▸ **WORK TO DO**
Reproduce, without any alteration, the lines of the listing below from the line containing "A colleague claims the smiling mouth" through the line containing "[187, 48, 285, 210]", including both of those lines.

▸ **AVAILABLE DATA**

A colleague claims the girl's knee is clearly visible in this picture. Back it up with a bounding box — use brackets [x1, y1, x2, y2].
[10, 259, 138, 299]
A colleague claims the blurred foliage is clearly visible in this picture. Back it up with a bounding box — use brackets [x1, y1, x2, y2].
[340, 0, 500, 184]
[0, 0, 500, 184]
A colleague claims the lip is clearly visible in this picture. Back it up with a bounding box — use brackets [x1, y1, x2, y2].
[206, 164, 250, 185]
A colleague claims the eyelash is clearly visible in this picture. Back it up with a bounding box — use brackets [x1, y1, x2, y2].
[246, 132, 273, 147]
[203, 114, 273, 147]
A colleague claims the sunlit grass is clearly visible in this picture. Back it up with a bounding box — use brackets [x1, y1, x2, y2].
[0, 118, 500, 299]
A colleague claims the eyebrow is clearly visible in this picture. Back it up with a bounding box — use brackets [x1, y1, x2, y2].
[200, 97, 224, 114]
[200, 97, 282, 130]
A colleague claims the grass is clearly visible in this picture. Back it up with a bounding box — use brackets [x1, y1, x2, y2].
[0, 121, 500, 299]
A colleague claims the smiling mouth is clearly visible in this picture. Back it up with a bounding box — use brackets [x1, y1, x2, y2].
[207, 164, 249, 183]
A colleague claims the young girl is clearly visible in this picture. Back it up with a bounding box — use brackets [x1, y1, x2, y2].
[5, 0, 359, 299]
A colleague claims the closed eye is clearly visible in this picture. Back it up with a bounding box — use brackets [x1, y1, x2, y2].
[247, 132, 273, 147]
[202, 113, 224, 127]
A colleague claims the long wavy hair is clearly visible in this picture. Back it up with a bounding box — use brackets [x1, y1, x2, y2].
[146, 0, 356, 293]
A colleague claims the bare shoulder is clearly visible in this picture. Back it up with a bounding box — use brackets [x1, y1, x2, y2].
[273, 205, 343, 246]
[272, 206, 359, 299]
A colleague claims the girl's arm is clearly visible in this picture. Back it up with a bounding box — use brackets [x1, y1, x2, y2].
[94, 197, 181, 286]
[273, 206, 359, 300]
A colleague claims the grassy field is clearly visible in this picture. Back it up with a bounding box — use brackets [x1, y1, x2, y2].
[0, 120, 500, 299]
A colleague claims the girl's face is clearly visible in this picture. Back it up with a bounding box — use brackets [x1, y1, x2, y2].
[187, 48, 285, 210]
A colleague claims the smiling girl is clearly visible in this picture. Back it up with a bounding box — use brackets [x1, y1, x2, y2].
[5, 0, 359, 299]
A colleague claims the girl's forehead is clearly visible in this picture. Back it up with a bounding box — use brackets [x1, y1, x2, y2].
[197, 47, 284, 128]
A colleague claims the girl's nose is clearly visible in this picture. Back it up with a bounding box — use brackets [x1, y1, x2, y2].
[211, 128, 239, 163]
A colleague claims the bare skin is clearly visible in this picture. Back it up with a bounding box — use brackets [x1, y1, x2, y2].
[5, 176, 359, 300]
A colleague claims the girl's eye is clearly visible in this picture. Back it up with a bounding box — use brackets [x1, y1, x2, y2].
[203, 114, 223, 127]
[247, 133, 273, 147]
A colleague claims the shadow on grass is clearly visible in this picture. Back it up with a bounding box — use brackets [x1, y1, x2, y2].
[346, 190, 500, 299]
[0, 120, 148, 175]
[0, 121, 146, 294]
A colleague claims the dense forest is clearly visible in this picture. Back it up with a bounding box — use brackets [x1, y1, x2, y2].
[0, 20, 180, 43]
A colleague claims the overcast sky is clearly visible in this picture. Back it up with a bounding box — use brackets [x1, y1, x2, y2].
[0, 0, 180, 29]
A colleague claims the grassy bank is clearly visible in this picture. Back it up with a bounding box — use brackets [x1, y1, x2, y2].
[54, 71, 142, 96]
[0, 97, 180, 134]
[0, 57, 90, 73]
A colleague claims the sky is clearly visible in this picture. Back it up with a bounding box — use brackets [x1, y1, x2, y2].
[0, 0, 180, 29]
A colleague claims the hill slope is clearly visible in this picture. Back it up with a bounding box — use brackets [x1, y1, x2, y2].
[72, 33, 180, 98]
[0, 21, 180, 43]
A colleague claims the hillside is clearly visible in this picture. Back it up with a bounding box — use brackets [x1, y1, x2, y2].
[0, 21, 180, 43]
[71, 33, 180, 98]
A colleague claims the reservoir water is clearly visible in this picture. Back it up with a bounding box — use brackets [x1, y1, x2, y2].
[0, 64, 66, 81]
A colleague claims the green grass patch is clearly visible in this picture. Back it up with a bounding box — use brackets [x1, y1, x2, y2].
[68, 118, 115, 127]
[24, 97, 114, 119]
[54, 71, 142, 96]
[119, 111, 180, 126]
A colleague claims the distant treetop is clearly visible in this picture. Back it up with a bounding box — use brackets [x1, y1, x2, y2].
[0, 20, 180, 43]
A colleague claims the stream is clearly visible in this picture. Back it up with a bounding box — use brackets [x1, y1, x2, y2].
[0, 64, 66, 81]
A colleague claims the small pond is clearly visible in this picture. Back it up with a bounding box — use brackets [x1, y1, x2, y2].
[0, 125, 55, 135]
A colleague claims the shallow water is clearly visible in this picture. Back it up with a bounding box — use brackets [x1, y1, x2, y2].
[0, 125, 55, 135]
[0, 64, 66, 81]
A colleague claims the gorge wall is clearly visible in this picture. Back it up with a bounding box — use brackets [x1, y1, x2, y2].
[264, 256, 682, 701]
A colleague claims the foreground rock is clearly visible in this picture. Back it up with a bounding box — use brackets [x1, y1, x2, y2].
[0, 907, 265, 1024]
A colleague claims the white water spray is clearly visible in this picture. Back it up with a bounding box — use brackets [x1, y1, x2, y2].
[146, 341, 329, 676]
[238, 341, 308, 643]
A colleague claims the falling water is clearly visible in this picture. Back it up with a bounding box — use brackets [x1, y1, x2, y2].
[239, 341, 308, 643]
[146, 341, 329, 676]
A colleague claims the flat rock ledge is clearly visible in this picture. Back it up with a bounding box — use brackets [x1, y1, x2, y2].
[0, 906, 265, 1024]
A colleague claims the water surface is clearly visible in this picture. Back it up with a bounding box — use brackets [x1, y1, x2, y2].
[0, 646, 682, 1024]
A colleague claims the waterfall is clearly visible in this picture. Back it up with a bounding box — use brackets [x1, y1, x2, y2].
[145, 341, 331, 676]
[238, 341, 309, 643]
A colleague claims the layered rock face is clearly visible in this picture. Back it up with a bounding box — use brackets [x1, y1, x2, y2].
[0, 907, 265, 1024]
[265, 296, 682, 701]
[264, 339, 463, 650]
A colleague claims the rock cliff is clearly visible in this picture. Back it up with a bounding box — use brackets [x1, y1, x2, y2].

▸ **RESPONSE**
A colleague claims the smiling mouth is clearly visible in this picture. Back it up with a bounding box — use brackets [x1, y1, x2, y2].
[207, 164, 249, 183]
A colleague claims the young girl is clearly visible in this picture. Back it up with a bounding box — use brackets [x1, y1, x2, y2].
[5, 0, 359, 299]
A colleague claims the closed eye is clearly visible in this picture. Back it up with a bounding box — use brackets [x1, y1, x2, y2].
[247, 132, 273, 147]
[202, 113, 224, 127]
A colleague claims the long wavy hair is clearly visible in this picture. Back it up with a bounding box — use brackets [x1, y1, x2, y2].
[146, 0, 356, 293]
A colleague claims the bare shoulder is clearly visible in this picture. Back it up with a bounding box — use brackets [x1, y1, x2, y2].
[273, 205, 343, 246]
[272, 206, 359, 299]
A colleague claims the girl's arm is clearly visible in this picture. Back it up with a bounding box — use brackets [x1, y1, x2, y2].
[94, 197, 181, 286]
[273, 206, 359, 300]
A colleague claims the grassy field is clearly visible in this picture. Back it up with a bounding box — use brackets [x1, y1, x2, y2].
[0, 120, 500, 299]
A colleague claims the girl's face is clearly visible in this picture. Back it up with a bounding box — use brackets [x1, y1, x2, y2].
[187, 48, 285, 210]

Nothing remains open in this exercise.